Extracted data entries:
........

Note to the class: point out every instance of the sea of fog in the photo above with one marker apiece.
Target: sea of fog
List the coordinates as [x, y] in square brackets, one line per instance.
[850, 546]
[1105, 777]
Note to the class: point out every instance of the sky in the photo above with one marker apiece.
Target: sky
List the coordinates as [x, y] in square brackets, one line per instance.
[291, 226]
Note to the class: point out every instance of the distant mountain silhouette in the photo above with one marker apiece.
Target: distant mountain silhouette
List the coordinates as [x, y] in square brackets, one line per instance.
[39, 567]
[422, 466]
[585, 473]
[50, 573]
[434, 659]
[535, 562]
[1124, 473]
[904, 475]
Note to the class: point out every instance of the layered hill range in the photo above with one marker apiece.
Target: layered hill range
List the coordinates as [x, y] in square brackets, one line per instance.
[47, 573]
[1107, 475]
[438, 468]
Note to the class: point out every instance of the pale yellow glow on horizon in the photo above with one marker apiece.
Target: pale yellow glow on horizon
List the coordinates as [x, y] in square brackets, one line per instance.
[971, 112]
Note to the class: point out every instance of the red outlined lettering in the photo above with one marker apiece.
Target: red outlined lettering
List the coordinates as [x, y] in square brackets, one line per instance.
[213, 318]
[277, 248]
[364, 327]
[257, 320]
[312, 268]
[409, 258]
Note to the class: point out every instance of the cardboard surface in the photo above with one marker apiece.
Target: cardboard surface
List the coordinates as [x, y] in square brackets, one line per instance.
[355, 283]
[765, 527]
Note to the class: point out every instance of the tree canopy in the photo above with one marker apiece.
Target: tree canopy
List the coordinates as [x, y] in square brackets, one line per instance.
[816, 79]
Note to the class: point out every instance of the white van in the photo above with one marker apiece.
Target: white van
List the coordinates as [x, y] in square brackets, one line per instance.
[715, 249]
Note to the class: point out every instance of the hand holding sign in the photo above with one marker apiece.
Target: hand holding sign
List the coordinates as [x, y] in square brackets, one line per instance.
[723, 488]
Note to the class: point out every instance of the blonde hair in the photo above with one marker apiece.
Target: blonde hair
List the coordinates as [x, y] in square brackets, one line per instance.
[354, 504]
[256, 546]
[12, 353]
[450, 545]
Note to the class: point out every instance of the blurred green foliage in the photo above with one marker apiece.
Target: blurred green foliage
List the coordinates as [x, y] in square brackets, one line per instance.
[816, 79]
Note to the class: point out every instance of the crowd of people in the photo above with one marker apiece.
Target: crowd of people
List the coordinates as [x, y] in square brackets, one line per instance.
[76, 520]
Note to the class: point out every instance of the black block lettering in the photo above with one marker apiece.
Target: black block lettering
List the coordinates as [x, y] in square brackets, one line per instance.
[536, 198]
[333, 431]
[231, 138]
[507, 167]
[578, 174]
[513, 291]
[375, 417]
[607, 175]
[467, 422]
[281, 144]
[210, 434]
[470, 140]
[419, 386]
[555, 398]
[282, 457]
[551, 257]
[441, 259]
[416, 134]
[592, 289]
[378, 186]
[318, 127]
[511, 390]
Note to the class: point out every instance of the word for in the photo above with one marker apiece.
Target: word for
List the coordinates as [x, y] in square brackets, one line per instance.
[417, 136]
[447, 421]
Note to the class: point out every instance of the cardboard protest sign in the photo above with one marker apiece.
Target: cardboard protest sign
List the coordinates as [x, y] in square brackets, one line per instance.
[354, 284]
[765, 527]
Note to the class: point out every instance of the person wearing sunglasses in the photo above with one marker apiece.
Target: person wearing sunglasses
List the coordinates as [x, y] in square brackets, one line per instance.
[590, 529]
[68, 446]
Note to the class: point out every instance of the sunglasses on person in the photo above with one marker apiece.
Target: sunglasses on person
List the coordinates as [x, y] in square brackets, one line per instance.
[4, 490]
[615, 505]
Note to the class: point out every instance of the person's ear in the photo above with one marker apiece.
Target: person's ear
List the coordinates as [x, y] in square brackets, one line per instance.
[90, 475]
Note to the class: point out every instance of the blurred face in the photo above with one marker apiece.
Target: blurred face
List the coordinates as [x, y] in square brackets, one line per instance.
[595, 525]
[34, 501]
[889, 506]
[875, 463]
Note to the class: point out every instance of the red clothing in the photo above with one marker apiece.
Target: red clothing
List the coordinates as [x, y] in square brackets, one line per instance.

........

**Short exercise**
Extract every line of the items above and reproduce each one unchanged.

**Result for this task**
Note to the class: point out every instance of the sea of fog in the photo above with one marker apiece.
Target: sea of fog
List the coordinates as [x, y] in square brackets, one line per instance.
[850, 546]
[1105, 777]
Note to the class: point out every instance of the sky in the photo above with one marker apiece.
Target: sky
List the coordinates as [x, y] in square brackets, one line per instance.
[291, 226]
Note to the class: point out every instance of the distant mountain silhouette in the photo above with one marker apiece.
Target: distant mountain silhouette
List the coordinates as [x, y] in square brackets, one line per instance.
[39, 567]
[422, 466]
[585, 473]
[50, 573]
[434, 659]
[535, 562]
[1124, 473]
[904, 475]
Note to the class: point out every instance of the layered hill range in the photo above with one marker apiece.
Target: layered hill range
List the coordinates as [x, y] in square brackets, one line per instance.
[47, 573]
[1107, 475]
[438, 468]
Note to the class: point out every instance of the pale yellow glow on horizon in the photo above with one marker apiece.
Target: pale yellow glow on horizon
List the coordinates as [x, y] in square brackets, one line per instance.
[971, 112]
Note to the class: point out every instance of the red outlined lettering in the photo above with one marker apiece.
Target: red outlined lettering
List the coordinates as [x, y] in square brackets, one line per instance.
[213, 318]
[277, 248]
[364, 327]
[257, 320]
[312, 268]
[409, 258]
Note to the class: point out every instance of the cardboard surface in the photo above with one marker apiece.
Target: cardboard surface
List the coordinates as [x, y] in square brackets, one line per instance.
[355, 283]
[765, 527]
Note to the class: point out every instance of the tree canopy in the photo above with one marker apiece.
Target: tree canopy
List the coordinates as [x, y] in square brackets, one line per instance.
[816, 79]
Note to the class: point out every instance of the white van in the photo above with one marker apiece.
Target: white van
List the coordinates as [x, y] in square brackets, one line per instance.
[715, 249]
Note to the class: point out every instance of the hand holding sign in the photo above with one marker apiece.
Target: hand holding sign
List the coordinates as [x, y] in square brackets, one line per instance.
[723, 488]
Note to the class: point out every instance of the blonde hair in the photo above with one marker apiece.
Target: blonde hair
List the coordinates as [x, y] in square brackets, one line per instance.
[354, 504]
[256, 546]
[12, 353]
[450, 545]
Note to the class: point out every instance of the blurred green foliage in the photo above with one marker apiece.
Target: blurred green foliage
List the coordinates as [x, y] in square brackets, one line per instance.
[816, 79]
Note to the class: point out every instance of the crowd of people in the photo above with one marker apiece.
Target: crowd of people
List the coordinates as [x, y] in square brackets, one line per instance.
[76, 520]
Note to the class: point out every instance of the black block lettering in the photo above with one marker apiece.
Target: black block lettering
List the coordinates as [x, y] in square brackets, one line per instance.
[536, 198]
[333, 431]
[231, 138]
[507, 167]
[578, 174]
[513, 291]
[375, 417]
[607, 175]
[467, 422]
[281, 144]
[210, 434]
[470, 140]
[419, 386]
[555, 398]
[282, 457]
[551, 257]
[441, 259]
[416, 134]
[592, 289]
[378, 186]
[318, 127]
[511, 390]
Note to the class: point out every instance of the word for in the photo above with one marker apiece.
Target: word for
List the coordinates as [x, y] in square brackets, one line per instance.
[417, 136]
[447, 421]
Note to the class: point out every instance of the cardboard protest sign in the photo above with one marker apiece.
Target: cardboard protest sign
List the coordinates as [x, y] in square brackets, one line per instance.
[354, 284]
[765, 527]
Note to the class: point out every instance of the person wearing sunglasses in the photo above with one marker apiece.
Target: person wearing sunglasses
List the coordinates as [x, y] in square brackets, one line per instance.
[590, 529]
[68, 446]
Note to the class: point out every instance of the sunglasses on person in the photo above with one marker apiece.
Target: sunglasses on person
List the coordinates as [x, y] in square brackets, one line per instance.
[4, 490]
[615, 505]
Note to the class: point out every instance of the person's ear in the photo above with one marker apiece.
Target: person's ear
List the coordinates as [x, y] in square brackets, one line per instance.
[90, 475]
Note to the class: point out every instance of the blurred face in the photo above with one marker apiece.
Target: blurred face
List the coordinates as [x, y] in square brackets, one line per instance.
[595, 525]
[34, 501]
[889, 506]
[875, 463]
Note to the class: point out every instance of the red clothing in the photo above with one marker apiece.
Target: red clothing
List the coordinates as [x, y] in square brackets, one line per instance.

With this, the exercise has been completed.